-------- THE INPUT

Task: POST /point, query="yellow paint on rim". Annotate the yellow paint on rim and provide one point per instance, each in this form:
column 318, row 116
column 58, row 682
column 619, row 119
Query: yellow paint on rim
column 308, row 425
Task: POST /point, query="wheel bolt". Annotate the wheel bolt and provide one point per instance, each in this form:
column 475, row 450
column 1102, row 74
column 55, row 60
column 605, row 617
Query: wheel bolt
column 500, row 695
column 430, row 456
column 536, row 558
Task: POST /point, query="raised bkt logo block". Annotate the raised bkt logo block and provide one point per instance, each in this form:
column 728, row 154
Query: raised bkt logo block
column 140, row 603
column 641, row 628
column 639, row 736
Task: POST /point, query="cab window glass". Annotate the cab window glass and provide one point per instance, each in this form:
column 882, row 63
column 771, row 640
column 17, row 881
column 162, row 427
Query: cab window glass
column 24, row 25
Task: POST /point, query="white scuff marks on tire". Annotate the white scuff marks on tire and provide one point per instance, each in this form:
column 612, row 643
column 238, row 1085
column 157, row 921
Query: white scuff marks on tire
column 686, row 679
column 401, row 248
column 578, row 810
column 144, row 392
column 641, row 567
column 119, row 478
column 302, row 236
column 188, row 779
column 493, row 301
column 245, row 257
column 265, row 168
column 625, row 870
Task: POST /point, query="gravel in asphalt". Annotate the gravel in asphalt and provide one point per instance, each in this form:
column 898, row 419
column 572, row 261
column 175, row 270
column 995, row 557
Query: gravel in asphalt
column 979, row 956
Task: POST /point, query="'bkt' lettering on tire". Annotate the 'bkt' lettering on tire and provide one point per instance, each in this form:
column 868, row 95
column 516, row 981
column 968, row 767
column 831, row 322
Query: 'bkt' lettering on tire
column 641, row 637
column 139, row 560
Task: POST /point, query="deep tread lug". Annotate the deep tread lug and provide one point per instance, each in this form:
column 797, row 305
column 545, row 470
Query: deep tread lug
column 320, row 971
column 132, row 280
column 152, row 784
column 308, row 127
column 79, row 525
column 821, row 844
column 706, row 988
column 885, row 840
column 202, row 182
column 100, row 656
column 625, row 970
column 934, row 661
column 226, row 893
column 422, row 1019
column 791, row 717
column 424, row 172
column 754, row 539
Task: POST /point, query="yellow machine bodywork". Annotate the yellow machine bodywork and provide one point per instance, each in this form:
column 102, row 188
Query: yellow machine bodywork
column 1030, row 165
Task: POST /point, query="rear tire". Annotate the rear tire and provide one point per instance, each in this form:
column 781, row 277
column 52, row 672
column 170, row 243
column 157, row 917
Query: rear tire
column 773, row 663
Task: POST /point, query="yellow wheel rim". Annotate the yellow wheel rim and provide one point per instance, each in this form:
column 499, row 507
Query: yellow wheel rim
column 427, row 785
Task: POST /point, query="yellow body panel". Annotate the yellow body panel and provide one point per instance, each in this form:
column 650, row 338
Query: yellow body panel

----------------

Turn each line of the records above into a string in a single JSON list, one string per line, with blank lines left out.

> _THE REPLY_:
[
  "Task: POST /point, query=\"yellow paint on rim\". Annotate the yellow paint on rim and provide one point per instance, each in this form:",
  "column 318, row 116",
  "column 58, row 682",
  "column 619, row 119",
  "Query: yellow paint on rim",
  "column 308, row 425",
  "Task: POST /point, query=\"wheel bolt\". Annotate the wheel bolt and provide one point per instance, each in this form:",
  "column 475, row 450",
  "column 1102, row 74",
  "column 55, row 60",
  "column 605, row 617",
  "Query: wheel bolt",
  "column 500, row 695",
  "column 430, row 456",
  "column 536, row 558",
  "Task: POST /point, query=\"raised bkt logo block\". Annotate the raised bkt logo block and provide one point per instance, each in this form:",
  "column 728, row 154",
  "Query: raised bkt logo block",
  "column 140, row 603",
  "column 641, row 628",
  "column 639, row 736",
  "Task: POST /point, query=\"cab window glass\". Annotate the cab window glass and provide one point per instance, each in this form:",
  "column 882, row 63",
  "column 771, row 640",
  "column 17, row 881",
  "column 162, row 427",
  "Query: cab window glass",
  "column 24, row 25",
  "Task: POST /point, query=\"white scuff marks on tire\". Annotate the white scuff marks on tire and provide one point per instance, each in this form:",
  "column 612, row 643",
  "column 238, row 1085",
  "column 157, row 921",
  "Query: white scuff marks on tire",
  "column 686, row 679",
  "column 401, row 248",
  "column 578, row 810",
  "column 144, row 392",
  "column 641, row 567",
  "column 119, row 478",
  "column 302, row 236",
  "column 188, row 779",
  "column 493, row 301",
  "column 245, row 257",
  "column 265, row 168",
  "column 625, row 870",
  "Task: POST /point, query=\"gravel in asphalt\". Annotate the gravel in asphalt and provide one point per instance, each in this form:",
  "column 898, row 419",
  "column 572, row 261",
  "column 175, row 270",
  "column 995, row 557",
  "Query: gravel in asphalt",
  "column 979, row 956",
  "Task: POST /point, query=\"'bkt' lettering on tire\". Annotate the 'bkt' lettering on tire and provide one point per instance, each in this form:",
  "column 868, row 95",
  "column 516, row 981",
  "column 968, row 767",
  "column 831, row 322",
  "Query: 'bkt' lettering on tire",
  "column 641, row 637",
  "column 139, row 560",
  "Task: POST /point, query=\"deep tread lug\". Annotate the deep tread lug and provide one point per instance, each in this form:",
  "column 797, row 305",
  "column 545, row 470",
  "Query: deep tread lug",
  "column 320, row 971",
  "column 132, row 280",
  "column 152, row 784",
  "column 308, row 127",
  "column 79, row 525",
  "column 821, row 844",
  "column 706, row 988",
  "column 885, row 840",
  "column 202, row 182",
  "column 100, row 656",
  "column 625, row 970",
  "column 934, row 661",
  "column 226, row 893",
  "column 422, row 1019",
  "column 791, row 717",
  "column 424, row 172",
  "column 754, row 539",
  "Task: POST /point, query=\"yellow machine bodywork\". Annotate the yellow machine bodywork and provide one point per instance, each in this form:",
  "column 102, row 188",
  "Query: yellow machine bodywork",
  "column 1030, row 165",
  "Task: POST /point, query=\"rear tire\". Annotate the rear tire and provide one point per instance, each in this form:",
  "column 781, row 277",
  "column 52, row 672",
  "column 170, row 243",
  "column 157, row 917",
  "Query: rear tire",
  "column 773, row 663",
  "Task: POST /point, query=\"yellow wheel rim\". Annotate the yellow wheel rim and provide one point per instance, each in this form:",
  "column 499, row 507",
  "Query: yellow wheel rim",
  "column 427, row 785",
  "Task: POST /point, query=\"yellow body panel\". Annotate the yellow body panel and provide one point per instance, each in this form:",
  "column 650, row 338",
  "Query: yellow body panel"
]